▶ [EXERCISE GOAL]
Return every line of the records below that contains the word "green". Case counts.
###
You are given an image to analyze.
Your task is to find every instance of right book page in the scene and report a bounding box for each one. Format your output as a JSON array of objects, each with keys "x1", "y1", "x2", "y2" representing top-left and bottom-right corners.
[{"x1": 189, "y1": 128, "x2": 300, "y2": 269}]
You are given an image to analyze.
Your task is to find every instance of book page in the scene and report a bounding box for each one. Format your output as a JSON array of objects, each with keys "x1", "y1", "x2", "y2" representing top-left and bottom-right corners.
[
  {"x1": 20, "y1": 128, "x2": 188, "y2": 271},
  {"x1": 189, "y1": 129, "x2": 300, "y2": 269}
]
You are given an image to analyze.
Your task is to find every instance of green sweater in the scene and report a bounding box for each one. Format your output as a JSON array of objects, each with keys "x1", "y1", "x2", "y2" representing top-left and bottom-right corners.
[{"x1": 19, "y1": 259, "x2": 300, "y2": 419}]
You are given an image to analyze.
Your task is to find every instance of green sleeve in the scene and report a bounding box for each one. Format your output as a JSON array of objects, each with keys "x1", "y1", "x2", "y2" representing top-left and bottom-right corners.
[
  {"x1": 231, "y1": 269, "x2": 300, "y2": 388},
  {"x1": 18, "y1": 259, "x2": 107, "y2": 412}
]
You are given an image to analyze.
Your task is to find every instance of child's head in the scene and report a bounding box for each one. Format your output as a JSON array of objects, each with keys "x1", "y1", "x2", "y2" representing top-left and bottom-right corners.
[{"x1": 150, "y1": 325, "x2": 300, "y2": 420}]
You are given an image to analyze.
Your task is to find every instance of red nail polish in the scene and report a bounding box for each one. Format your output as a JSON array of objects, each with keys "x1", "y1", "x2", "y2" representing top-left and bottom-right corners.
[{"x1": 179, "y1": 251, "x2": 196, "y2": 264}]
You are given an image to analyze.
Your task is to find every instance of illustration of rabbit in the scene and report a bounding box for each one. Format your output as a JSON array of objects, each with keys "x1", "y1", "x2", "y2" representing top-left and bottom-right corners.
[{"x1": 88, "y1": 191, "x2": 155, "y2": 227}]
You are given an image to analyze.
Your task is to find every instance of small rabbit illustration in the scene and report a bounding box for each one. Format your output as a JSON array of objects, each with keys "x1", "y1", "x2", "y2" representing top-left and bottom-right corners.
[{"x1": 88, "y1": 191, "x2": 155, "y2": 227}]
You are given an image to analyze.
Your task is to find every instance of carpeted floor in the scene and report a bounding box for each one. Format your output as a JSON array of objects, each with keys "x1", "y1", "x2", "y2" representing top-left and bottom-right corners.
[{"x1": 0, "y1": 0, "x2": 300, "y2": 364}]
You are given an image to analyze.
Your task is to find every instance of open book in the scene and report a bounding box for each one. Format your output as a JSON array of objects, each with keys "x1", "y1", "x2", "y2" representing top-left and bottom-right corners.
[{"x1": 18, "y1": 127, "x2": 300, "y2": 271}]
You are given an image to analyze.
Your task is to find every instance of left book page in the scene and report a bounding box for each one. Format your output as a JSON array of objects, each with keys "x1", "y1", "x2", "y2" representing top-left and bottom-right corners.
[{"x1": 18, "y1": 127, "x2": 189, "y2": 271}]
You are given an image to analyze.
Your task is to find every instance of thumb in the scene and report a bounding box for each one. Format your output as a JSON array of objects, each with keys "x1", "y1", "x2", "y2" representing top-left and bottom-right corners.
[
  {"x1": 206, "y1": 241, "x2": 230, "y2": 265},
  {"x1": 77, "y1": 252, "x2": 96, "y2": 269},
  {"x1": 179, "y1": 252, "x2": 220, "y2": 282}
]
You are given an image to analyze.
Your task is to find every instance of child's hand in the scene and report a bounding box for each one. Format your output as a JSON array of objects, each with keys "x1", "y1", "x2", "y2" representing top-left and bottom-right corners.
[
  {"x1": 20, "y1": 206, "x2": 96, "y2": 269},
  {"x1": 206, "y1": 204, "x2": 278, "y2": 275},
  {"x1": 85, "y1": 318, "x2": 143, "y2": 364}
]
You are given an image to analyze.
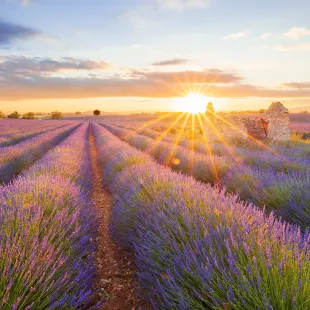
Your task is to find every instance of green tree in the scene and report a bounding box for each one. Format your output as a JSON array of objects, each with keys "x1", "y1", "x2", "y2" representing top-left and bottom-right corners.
[
  {"x1": 51, "y1": 111, "x2": 64, "y2": 119},
  {"x1": 23, "y1": 112, "x2": 36, "y2": 119},
  {"x1": 8, "y1": 111, "x2": 20, "y2": 118}
]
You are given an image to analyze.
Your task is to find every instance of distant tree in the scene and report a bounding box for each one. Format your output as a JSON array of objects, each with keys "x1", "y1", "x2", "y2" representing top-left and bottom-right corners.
[
  {"x1": 8, "y1": 111, "x2": 20, "y2": 118},
  {"x1": 51, "y1": 111, "x2": 64, "y2": 119},
  {"x1": 23, "y1": 112, "x2": 36, "y2": 119}
]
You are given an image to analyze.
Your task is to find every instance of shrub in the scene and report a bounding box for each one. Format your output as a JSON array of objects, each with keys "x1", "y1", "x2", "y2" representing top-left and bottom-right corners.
[
  {"x1": 8, "y1": 111, "x2": 20, "y2": 118},
  {"x1": 51, "y1": 111, "x2": 64, "y2": 119},
  {"x1": 23, "y1": 112, "x2": 36, "y2": 119}
]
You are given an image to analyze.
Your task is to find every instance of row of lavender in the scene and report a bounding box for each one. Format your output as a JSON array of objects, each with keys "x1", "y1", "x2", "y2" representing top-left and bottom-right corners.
[
  {"x1": 0, "y1": 124, "x2": 97, "y2": 310},
  {"x1": 0, "y1": 124, "x2": 80, "y2": 183},
  {"x1": 92, "y1": 124, "x2": 310, "y2": 310},
  {"x1": 118, "y1": 125, "x2": 310, "y2": 173},
  {"x1": 104, "y1": 125, "x2": 310, "y2": 230},
  {"x1": 0, "y1": 123, "x2": 68, "y2": 147}
]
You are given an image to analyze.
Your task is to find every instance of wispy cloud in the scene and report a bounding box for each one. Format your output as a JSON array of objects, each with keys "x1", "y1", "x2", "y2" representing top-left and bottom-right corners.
[
  {"x1": 152, "y1": 58, "x2": 189, "y2": 66},
  {"x1": 276, "y1": 43, "x2": 310, "y2": 52},
  {"x1": 283, "y1": 27, "x2": 310, "y2": 40},
  {"x1": 259, "y1": 32, "x2": 272, "y2": 40},
  {"x1": 0, "y1": 56, "x2": 110, "y2": 76},
  {"x1": 0, "y1": 20, "x2": 40, "y2": 45},
  {"x1": 282, "y1": 82, "x2": 310, "y2": 89},
  {"x1": 122, "y1": 7, "x2": 149, "y2": 29},
  {"x1": 223, "y1": 31, "x2": 247, "y2": 40},
  {"x1": 157, "y1": 0, "x2": 210, "y2": 10},
  {"x1": 21, "y1": 0, "x2": 32, "y2": 6}
]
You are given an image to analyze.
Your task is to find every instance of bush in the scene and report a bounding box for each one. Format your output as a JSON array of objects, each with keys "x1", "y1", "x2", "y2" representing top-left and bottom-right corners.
[
  {"x1": 51, "y1": 111, "x2": 64, "y2": 119},
  {"x1": 8, "y1": 111, "x2": 20, "y2": 118},
  {"x1": 23, "y1": 112, "x2": 36, "y2": 119}
]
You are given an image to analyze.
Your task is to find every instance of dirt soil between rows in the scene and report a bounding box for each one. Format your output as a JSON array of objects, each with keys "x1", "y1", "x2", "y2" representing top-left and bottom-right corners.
[{"x1": 89, "y1": 124, "x2": 149, "y2": 310}]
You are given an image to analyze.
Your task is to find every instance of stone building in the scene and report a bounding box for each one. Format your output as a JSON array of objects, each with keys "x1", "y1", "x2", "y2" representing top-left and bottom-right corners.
[{"x1": 204, "y1": 102, "x2": 291, "y2": 141}]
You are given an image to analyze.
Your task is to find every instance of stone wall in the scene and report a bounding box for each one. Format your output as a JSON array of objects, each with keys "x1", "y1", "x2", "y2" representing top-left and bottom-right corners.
[
  {"x1": 205, "y1": 102, "x2": 291, "y2": 141},
  {"x1": 264, "y1": 102, "x2": 291, "y2": 141}
]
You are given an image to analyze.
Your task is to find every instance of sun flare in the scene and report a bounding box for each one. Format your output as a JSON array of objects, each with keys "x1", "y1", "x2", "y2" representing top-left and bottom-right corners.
[{"x1": 181, "y1": 93, "x2": 208, "y2": 114}]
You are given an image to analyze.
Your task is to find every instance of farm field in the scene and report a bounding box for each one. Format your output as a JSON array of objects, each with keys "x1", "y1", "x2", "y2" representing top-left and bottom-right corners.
[{"x1": 0, "y1": 114, "x2": 310, "y2": 310}]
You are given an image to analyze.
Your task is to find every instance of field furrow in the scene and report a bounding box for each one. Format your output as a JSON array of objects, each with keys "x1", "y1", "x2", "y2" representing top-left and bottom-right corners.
[
  {"x1": 0, "y1": 124, "x2": 74, "y2": 147},
  {"x1": 101, "y1": 124, "x2": 310, "y2": 230},
  {"x1": 93, "y1": 125, "x2": 310, "y2": 310},
  {"x1": 0, "y1": 124, "x2": 80, "y2": 183},
  {"x1": 0, "y1": 124, "x2": 100, "y2": 310}
]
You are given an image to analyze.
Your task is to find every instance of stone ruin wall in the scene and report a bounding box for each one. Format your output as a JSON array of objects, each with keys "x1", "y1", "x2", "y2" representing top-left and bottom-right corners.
[
  {"x1": 265, "y1": 102, "x2": 291, "y2": 141},
  {"x1": 205, "y1": 102, "x2": 291, "y2": 141}
]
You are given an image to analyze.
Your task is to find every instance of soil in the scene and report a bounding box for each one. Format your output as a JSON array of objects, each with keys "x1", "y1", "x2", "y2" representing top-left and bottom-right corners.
[{"x1": 89, "y1": 124, "x2": 149, "y2": 310}]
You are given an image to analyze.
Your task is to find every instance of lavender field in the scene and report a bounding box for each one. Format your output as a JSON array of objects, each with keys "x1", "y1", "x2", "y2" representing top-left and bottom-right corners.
[{"x1": 0, "y1": 116, "x2": 310, "y2": 310}]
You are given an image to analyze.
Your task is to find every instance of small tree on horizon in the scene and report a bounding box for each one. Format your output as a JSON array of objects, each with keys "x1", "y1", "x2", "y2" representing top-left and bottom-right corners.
[
  {"x1": 23, "y1": 112, "x2": 36, "y2": 119},
  {"x1": 51, "y1": 111, "x2": 64, "y2": 119},
  {"x1": 8, "y1": 111, "x2": 20, "y2": 118}
]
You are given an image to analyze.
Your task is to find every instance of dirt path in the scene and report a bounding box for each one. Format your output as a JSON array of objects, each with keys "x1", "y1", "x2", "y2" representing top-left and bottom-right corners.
[{"x1": 89, "y1": 124, "x2": 145, "y2": 310}]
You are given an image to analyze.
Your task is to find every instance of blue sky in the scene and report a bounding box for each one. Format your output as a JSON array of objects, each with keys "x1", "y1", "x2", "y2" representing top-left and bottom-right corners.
[{"x1": 0, "y1": 0, "x2": 310, "y2": 111}]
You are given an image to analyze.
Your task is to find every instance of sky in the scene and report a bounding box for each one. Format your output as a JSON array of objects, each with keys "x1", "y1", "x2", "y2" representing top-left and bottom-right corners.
[{"x1": 0, "y1": 0, "x2": 310, "y2": 112}]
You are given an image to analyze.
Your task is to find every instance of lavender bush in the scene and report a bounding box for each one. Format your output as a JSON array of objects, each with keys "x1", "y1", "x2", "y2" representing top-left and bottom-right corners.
[
  {"x1": 0, "y1": 124, "x2": 99, "y2": 310},
  {"x1": 93, "y1": 124, "x2": 310, "y2": 310},
  {"x1": 0, "y1": 124, "x2": 79, "y2": 183},
  {"x1": 104, "y1": 125, "x2": 310, "y2": 230}
]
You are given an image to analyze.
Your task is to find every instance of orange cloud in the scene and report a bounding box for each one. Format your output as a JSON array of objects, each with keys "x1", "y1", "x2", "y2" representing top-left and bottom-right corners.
[{"x1": 0, "y1": 77, "x2": 310, "y2": 101}]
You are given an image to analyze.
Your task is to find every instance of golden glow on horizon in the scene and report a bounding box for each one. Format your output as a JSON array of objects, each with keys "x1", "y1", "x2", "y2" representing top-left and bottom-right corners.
[{"x1": 178, "y1": 93, "x2": 208, "y2": 114}]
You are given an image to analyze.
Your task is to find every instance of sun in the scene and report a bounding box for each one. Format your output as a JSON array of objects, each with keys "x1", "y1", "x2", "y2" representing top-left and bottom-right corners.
[{"x1": 180, "y1": 93, "x2": 208, "y2": 114}]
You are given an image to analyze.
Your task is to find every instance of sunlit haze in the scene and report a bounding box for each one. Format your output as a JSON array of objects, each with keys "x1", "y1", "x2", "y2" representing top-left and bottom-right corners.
[{"x1": 0, "y1": 0, "x2": 310, "y2": 113}]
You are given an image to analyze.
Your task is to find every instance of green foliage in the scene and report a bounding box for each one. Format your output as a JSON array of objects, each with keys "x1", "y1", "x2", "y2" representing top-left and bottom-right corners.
[
  {"x1": 8, "y1": 111, "x2": 20, "y2": 118},
  {"x1": 23, "y1": 112, "x2": 36, "y2": 119},
  {"x1": 51, "y1": 111, "x2": 64, "y2": 119}
]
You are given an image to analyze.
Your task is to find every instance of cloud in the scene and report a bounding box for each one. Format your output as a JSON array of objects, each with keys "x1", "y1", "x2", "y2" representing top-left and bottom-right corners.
[
  {"x1": 0, "y1": 76, "x2": 310, "y2": 101},
  {"x1": 282, "y1": 82, "x2": 310, "y2": 89},
  {"x1": 152, "y1": 58, "x2": 188, "y2": 66},
  {"x1": 0, "y1": 20, "x2": 39, "y2": 45},
  {"x1": 223, "y1": 31, "x2": 247, "y2": 40},
  {"x1": 283, "y1": 27, "x2": 310, "y2": 40},
  {"x1": 0, "y1": 56, "x2": 110, "y2": 76},
  {"x1": 122, "y1": 6, "x2": 150, "y2": 29},
  {"x1": 276, "y1": 43, "x2": 310, "y2": 52},
  {"x1": 157, "y1": 0, "x2": 210, "y2": 10},
  {"x1": 21, "y1": 0, "x2": 32, "y2": 6},
  {"x1": 131, "y1": 69, "x2": 242, "y2": 84},
  {"x1": 259, "y1": 32, "x2": 272, "y2": 40}
]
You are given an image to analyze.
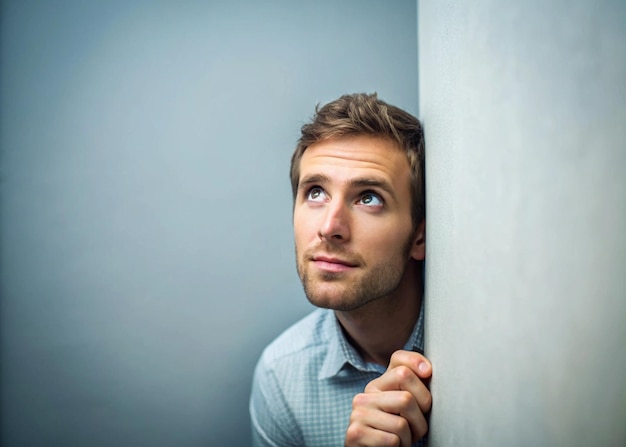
###
▶ [RESULT]
Your task is to find every instance of green sweater in the scene and report a bounding box for each one. Format your output as a JSON array of objects, each with keys "x1", "y1", "x2", "y2" representing top-left and bottom-right corners.
Your task is to find every instance of green sleeve in the scene and report a bounding box for each one. Format your output as a JSON array of objects, each with keys "x1", "y1", "x2", "y2" representing top-left and bottom-right corners.
Your task is to find every instance of green tree in the scene and report a bounding box for each one. Format your output as a JSON array of objects, each with keys "x1", "y1", "x2", "y2" representing top-left and bottom-right corners.
Your task is to find every instance of green foliage in the scene and report a bounding box for each one. Format your output as a JSON array of objects, each with keys "x1", "y1", "x2", "y2" representing top-left and bottom-right corners.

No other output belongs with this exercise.